WRITTEN TASKS:
A. Answer the following from the excerpt on counters and access logs below:
(i) What is the file name of the CGI script to be copied into a working directory?
(ii) Which log format do most servers support?
(iii) What status code did the server return in the sample access log line?
B. Transcribe the passage of the excerpt on counters and access logs below from "If you are interested" up to and including "http://www.worldwidemart.com/scripts/counter.shtml.".

A CGI that creates a simple text counter is provided on your CD-ROM. This counter is very simple to set up. Here are the steps:

  1. Copy the CGI script (counter.pl) into a working directory.
  2. Follow the instructions in the readme file contained in the same directory.
  3. Add the code for the counter into your HTML file. It should look something like this (with your own URL of course):
  4. <!--#exec cgi="http://www.hampton.org/scripts/ textcounter/counter.pl"-->
  5. Upload your CGI script and your HTML file (see Figure 24.1) to the server.
  6. Test, test, test. If you have any trouble, refer to Matt's Web site at
  7. http://www.worldwidemart.com/scripts/textcounter.shtml

Figure 24.1. A simple text counter.

If you are interested in creating a more complex, odometer style graphical counter (see Figure 24.2), you can refer to Matt's graphical counter at




http://www.worldwidemart.com/scripts/counter.shtml.

Figure 24.2. A more complex graphical counter.

There are also many other references online for counter creation. The only times we have used counters are when clients have demanded them, and we're usually successful at talking clients out of this. Again, you wouldn't answer your phones by telling people that they're the twenty-five thousandth caller.


Note

A counter might be a good alternative if you have a client who calls you daily to check on their hit count. You may even wish to have one page being counted, and another containing the display. This way you can have an easy reference for your client without having a counter display on the home page.


Using Access Logs for Site Analysis


Using access logs to track your site is by far the best option. Access logs not only tell you how many times your site has been accessed, they contain other valuable information as well.

What Are Access Logs?


When a viewer visits your site and requests a document, a record of that request is written into a log by the Web server. Most servers support the CLF (Common Log Format). This format was derived from an old version of the NCSA Web server in order to keep simple request information; it was not designed for in-depth site analysis. The CLF contains only the viewer's hostname, the HTTP requested from your server (containing the URL), the time and date of the request, a return code for the request, and the number of bytes returned.

An access log consists of line of text that look like this:




lucifer.me.wig.org - - [07/Aug/1996:15:31:32 -0700] GET /graphics/banner.gif HTTP/1.0" 200 3021

This shows an access from host lucifer.me.wig.org on August 7, 1996 at 3:31 PM PST requesting the document /graphics/banner.gif using the usual GET method. The server returned an "OK" status code of 200, then transferred 3021 bytes of data.


Note

The -0700 following the date is telling you that the local time zone is seven hours earlier than Greenwich Mean Time, in this case Pacific Standard Time.

For most commercial purposes, you will want some additional information, which is why many servers also support the new Extended Common Log File (also from NCSA), and/or their own additional extended log formats. Extended log formats record additional useful information. Most often these extended log formats include information like the name of the viewer's browser and a field indicating which Web page referred the viewer to the site (where they came from).

Interpreting Log Files


Access logs are very complex; although you can read through them, they might make little sense unless you use a product developed to translate these logs into another format.

Figure 24.3. A "raw" access log as viewed through Notepad.

Products for this purpose can directly extract or interpret your log file data into different categories. Commonly available categories include hit counts for each file, breakdowns of requests based on hostname (or IP address), server performance statistics, where the viewer came from (the referring URL), and often an analysis of the correlations between these categories.

MATERIAL SUPPLIED:
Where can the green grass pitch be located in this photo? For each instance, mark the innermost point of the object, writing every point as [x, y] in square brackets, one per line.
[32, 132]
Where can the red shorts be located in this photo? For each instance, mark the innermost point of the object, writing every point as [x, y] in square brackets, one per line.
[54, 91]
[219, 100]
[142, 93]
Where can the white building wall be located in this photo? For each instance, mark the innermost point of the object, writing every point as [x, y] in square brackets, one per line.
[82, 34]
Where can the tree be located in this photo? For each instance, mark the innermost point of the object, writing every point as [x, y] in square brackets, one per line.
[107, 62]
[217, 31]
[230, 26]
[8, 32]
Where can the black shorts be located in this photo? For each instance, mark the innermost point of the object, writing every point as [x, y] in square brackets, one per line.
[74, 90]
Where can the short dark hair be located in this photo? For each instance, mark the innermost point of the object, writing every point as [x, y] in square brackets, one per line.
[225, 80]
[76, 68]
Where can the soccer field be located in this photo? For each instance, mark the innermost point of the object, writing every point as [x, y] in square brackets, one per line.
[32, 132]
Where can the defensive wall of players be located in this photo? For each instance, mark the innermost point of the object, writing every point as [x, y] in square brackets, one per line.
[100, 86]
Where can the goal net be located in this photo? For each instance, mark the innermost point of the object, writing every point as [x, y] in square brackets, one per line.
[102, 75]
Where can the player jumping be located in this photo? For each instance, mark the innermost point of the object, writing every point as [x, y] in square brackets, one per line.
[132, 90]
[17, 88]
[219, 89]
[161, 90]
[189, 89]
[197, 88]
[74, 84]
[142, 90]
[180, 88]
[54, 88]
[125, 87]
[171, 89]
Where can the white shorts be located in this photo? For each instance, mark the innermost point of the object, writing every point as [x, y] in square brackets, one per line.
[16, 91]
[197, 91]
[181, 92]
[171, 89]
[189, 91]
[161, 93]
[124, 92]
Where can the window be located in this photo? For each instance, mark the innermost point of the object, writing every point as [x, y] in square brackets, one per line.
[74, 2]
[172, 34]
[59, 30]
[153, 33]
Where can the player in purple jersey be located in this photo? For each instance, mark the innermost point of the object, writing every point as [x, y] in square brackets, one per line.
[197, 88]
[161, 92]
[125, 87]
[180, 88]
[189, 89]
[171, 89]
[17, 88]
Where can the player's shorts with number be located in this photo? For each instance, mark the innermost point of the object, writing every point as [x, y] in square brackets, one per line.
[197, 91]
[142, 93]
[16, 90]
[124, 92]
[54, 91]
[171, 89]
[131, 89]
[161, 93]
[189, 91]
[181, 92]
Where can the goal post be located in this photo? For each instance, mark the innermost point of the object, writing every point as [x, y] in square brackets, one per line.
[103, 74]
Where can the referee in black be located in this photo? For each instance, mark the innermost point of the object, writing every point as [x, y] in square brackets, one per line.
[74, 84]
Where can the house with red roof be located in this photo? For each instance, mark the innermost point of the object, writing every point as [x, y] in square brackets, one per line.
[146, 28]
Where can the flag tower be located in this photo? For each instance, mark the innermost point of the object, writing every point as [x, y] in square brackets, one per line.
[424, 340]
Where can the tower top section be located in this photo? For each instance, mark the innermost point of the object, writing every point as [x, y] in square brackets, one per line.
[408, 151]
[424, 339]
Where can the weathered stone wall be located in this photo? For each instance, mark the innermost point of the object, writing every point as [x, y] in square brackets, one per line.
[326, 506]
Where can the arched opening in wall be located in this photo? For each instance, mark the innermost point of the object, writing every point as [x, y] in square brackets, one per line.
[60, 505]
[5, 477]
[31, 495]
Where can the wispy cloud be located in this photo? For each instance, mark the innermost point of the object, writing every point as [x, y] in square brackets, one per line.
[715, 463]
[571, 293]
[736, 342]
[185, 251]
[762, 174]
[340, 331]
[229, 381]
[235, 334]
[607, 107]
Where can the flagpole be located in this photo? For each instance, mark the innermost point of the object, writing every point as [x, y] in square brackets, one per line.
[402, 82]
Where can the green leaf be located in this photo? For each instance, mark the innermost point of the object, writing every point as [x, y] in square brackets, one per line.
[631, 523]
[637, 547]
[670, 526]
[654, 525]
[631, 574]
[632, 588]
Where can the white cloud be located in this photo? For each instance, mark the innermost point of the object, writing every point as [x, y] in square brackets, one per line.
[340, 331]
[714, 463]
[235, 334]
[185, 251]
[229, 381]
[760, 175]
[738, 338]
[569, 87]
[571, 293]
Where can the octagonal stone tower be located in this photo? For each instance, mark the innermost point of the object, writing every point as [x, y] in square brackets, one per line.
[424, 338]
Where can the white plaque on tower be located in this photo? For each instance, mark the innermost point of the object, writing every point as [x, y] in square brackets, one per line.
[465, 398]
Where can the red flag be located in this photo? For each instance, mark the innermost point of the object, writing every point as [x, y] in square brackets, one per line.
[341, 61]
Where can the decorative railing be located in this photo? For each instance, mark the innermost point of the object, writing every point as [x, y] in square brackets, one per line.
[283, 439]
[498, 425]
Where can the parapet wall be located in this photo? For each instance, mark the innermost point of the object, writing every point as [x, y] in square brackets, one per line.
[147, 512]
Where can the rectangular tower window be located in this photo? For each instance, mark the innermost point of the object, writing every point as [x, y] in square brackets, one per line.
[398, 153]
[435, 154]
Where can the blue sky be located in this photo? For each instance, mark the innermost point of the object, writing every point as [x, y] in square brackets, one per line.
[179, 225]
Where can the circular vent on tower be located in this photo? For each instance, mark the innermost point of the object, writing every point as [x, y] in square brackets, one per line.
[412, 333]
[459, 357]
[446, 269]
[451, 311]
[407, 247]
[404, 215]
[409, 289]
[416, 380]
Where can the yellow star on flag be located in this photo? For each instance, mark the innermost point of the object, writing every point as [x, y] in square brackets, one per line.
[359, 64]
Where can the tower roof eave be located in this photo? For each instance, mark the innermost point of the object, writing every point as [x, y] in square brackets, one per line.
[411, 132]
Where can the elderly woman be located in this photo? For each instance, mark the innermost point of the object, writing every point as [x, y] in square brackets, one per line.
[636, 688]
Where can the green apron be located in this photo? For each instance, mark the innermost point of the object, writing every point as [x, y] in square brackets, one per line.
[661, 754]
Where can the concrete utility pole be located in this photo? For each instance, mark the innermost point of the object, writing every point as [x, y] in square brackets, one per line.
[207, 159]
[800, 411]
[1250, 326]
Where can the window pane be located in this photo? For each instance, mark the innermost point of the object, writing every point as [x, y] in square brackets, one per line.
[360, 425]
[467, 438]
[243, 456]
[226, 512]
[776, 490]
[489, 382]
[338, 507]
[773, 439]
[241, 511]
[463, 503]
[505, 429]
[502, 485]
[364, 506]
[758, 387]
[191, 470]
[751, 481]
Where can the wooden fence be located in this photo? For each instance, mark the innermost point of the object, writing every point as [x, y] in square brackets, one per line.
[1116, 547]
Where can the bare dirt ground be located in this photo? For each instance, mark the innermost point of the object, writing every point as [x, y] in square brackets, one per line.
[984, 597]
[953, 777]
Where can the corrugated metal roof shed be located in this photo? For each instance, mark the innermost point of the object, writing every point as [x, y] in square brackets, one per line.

RESULTS FOR THE EXERCISE:
A.
(i) counter.pl
(ii) The CLF (Common Log Format)
(iii) 200, the "OK" status code

B.
If you are interested in creating a more complex, odometer style graphical counter (see Figure 24.2), you can refer to Matt's graphical counter at




http://www.worldwidemart.com/scripts/counter.shtml.